Work required =>
Using the tabletop game excerpt below, mark each statement yes or no and quote the words that decide it: (a) Finley's hammer broke the old man's concentration. (b) The old man turned into a bear. (c) Dovan took damage.

Excerpt provided =>
GM: All right, that kills one of them and leaves two barely alive. Dovan takes no damage. And the pit vanishes. erases, leaving two bandits standing right next to him
Elum: ...mistakes were made. Richie!

Elum: Richie, come get me!
Richie: If only it wasn't my job to save you!


4 people marked this as a favorite.

Part 12
"Yeet the body."

Elum responded to the spiders with a call for peace, but the mad old man did not appear interested in listening. Bo gave the madman the evil eye; Finley and Richie charged him, and Sheldon fired his bow. Finley's hammer broke the man's concentration, causing the spiders to gradually dissipate. In response, the man took the only logical course of action and turned into a wolverine, nipping futilely at Cujo's legs. Erza channeled while Elum abandoned diplomacy, hurling fire at the druid. The druid snarled and headbutted Cujo...knocking himself out. Finley promptly smashed his head in for attacking the dog.

Supplied data =>
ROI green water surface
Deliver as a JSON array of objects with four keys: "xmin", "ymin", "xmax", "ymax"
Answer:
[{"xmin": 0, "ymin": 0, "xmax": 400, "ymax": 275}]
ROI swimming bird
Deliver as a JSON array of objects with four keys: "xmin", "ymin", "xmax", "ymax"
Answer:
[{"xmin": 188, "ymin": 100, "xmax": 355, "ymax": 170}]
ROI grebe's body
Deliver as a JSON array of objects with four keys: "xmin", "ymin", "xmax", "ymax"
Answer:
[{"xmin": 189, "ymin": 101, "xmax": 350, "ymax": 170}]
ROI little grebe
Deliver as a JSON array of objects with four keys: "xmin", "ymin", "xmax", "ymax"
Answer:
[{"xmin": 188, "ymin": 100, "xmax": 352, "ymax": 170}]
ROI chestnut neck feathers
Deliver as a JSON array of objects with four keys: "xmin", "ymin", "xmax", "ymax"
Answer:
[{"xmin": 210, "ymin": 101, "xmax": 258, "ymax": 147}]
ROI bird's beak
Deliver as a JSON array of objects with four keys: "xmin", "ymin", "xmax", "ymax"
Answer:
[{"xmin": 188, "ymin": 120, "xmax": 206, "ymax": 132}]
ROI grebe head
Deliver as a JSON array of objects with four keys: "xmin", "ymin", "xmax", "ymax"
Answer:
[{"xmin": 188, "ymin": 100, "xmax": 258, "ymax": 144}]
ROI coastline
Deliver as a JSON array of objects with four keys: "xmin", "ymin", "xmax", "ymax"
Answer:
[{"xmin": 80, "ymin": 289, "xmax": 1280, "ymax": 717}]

Exercise response =>
(a) Yes: "Finley's hammer broke the man's concentration, causing the spiders to gradually dissipate."
(b) No: "turned into a wolverine, nipping futilely at Cujo's legs."
(c) No: "Dovan takes no damage."